- Document text -

· · · ·

The average doctor in the United States earns about $300,000 per year, roughly twice as much as physicians in other rich countries. Does that mean U.S. doctors are "seriously overpaid," as one prominent economist argues—or is it fair compensation for these high-skilled, highly trained workers?
Report: How you can attract and retain physician talent—without competing solely on compensation
Here's what Greg Rosalsky of NPR's "Planet Money" newsletter found when he took on the controversy.
Physician pay varies widely depending on specialty, geography, and other factors, but there's no doubt that U.S. physicians are highly paid professionals. A 2011 study in Health Affairs found that the typical U.S. doctor is paid about $300,000 per year, and in 2018, Medscape's annual Physician Compensation Report offered a similar average figure of $299,000 per year.
It's also clear that U.S. physicians are paid significantly more than their counterparts in other wealthy countries—roughly twice as much, according to research.
What's less clear, however, is whether it's fair to say that this means U.S. doctors are "overpaid."
Dean Baker, a senior economist at the Center for Economic and Policy Research, offered a blunt assessment: "[D]octors are seriously overpaid," he told "Planet Money."
What's more, he offered an explanation for why: American physicians function as a "cartel," he argued, limiting the pathways through which professionals can practice medicine—thus limiting the supply of doctors and raising incumbent physicians' wages.
Specifically, Baker said, the U.S. residency system is set up in a way that each year prevents many qualified medical students from getting a slot. Baker noted that that Medicare, which funds the bulk of residency slots, capped the number of funded slots in 1997 in response to lobbying from doctors' groups—in particular, the American Medical Association (AMA).
While the number of residencies have increased by 26% over the last ten years, the increase hasn't been enough to bring up the supply of new doctors to a level that's aligned with demand, Baker argued.
And according to Baker, physician trade groups have taken other steps to prevent competition for their services. For instance, they've argued against expanding scope of practice for nurse practitioners, physician assistants, and other providers.

· · · ·

- Information supplied -
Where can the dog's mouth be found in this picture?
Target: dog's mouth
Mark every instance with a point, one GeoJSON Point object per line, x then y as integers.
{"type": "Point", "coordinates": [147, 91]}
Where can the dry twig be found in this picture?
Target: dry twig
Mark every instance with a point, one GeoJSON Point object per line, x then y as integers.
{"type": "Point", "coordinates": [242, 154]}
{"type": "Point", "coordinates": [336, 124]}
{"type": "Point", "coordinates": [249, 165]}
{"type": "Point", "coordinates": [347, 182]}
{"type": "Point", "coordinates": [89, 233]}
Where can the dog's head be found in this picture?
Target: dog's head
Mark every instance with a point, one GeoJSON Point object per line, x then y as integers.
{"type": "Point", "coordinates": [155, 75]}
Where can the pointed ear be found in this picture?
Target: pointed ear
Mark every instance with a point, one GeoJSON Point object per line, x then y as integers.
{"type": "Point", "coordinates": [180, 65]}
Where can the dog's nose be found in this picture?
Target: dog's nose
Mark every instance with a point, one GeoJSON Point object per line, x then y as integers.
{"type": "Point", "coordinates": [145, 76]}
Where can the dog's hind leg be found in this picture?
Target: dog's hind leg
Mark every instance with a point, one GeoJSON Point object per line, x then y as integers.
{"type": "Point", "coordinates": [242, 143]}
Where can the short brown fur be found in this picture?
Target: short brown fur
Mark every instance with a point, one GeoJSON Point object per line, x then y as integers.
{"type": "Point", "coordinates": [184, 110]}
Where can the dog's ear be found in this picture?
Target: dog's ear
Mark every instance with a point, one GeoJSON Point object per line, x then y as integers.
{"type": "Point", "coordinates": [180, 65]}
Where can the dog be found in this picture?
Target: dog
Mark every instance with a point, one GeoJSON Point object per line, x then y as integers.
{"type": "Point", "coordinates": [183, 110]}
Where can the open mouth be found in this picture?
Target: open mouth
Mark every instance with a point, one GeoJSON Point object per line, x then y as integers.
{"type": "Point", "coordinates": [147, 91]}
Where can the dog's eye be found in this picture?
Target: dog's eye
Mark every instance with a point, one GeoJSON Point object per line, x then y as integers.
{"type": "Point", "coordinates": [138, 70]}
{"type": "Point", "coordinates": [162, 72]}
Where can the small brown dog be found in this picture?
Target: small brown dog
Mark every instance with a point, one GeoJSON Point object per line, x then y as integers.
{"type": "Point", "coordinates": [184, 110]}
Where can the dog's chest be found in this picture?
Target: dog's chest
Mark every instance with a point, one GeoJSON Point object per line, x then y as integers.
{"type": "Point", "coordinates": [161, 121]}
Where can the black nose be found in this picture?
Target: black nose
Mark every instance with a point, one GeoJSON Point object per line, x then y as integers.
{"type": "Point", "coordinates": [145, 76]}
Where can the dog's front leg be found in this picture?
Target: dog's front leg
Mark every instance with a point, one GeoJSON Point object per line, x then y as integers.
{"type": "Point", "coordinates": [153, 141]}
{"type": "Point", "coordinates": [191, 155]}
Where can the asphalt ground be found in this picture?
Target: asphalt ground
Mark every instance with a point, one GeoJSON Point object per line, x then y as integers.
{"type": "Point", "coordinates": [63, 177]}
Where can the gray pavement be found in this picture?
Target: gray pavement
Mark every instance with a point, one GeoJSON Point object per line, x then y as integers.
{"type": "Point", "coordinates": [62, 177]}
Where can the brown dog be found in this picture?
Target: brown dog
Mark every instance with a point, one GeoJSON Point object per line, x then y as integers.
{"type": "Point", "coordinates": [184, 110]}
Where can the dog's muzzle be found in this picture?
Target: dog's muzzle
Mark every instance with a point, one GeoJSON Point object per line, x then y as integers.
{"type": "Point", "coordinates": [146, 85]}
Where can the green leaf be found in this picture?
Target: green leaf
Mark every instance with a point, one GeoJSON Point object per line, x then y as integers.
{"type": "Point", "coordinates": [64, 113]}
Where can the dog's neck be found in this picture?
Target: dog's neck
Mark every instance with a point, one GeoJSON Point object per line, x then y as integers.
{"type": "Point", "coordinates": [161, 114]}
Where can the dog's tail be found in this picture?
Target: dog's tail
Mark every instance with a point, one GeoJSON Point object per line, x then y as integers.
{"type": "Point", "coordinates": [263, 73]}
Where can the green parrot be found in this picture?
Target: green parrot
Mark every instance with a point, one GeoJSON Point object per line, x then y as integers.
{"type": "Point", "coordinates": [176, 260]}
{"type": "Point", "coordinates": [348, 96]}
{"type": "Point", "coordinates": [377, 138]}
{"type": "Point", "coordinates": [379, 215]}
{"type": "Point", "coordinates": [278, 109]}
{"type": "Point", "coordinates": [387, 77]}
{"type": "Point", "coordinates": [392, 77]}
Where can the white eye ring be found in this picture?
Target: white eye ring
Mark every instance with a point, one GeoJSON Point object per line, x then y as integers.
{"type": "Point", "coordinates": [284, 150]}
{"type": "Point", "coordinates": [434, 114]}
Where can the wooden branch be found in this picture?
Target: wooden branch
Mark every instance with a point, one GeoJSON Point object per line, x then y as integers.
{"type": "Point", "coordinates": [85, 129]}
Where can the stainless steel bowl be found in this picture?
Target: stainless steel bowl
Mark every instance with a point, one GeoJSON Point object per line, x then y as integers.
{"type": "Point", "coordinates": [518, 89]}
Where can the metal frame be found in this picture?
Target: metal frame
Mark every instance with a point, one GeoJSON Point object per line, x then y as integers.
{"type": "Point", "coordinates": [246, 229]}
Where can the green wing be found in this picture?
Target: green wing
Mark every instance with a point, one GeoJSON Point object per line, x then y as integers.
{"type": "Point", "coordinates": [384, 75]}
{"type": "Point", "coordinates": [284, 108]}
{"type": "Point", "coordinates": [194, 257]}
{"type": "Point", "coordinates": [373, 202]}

· · · ·

- Directions -
[1] Extract the passage of the article on U.S. physician pay starting at "Dean Baker, a" and ending at "incumbent physicians' wages.", copying it word for word.
[2] Please continue the article on U.S. physician pay from the point where it stops.

- Answer section -
[1]
Dean Baker, a senior economist at the Center for Economic and Policy Research, offered a blunt assessment: "[D]octors are seriously overpaid," he told "Planet Money."
What's more, he offered an explanation for why: American physicians function as a "cartel," he argued, limiting the pathways through which professionals can practice medicine—thus limiting the supply of doctors and raising incumbent physicians' wages.

[2]
All of this comes at a big cost to the U.S. health care system, according to Baker. He projected that bringing doctor salaries down to competitive levels would save about $100 billion annually.
But not everyone agrees with Baker's argument, Rosalsky reports.
Those in the "doctors are fairly paid" camp often argue that doctors' high pay reflects the fact they are highly skilled, highly trained professionals. After many years of training, physicians must earn enough to pay back an enormous debt burden: The typical medical student who took out loans graduated with $192,000 in debt in 2018, according to an analysis by the American Association of Medical Colleges.
Further, AMA contends that Baker's argument about residency slots is misguided. AMA acknowledged many states are facing doctor shortages, but it argued the problem stems from "a maldistribution of physicians" that it is working to address, in part by boosting medical school capacity and funding for residencies.
AMA also noted that the association supports the Resident Physician Shortage Reduction Act of 2019, which would add 15,000 Medicare-funded residencies over five years.
Baker, for his part, expressed skepticism about whether AMA is truly dedicated to taking steps that might lower physician pay. "OPEC sometimes votes to increase the supply of oil," he said. "That doesn't meant that OPEC isn't restricting the supply of oil and pushing up the price," he added (Rosalsky, "Planet Money," NPR, 3/12; Murphy, American Medical Association release, 3/19).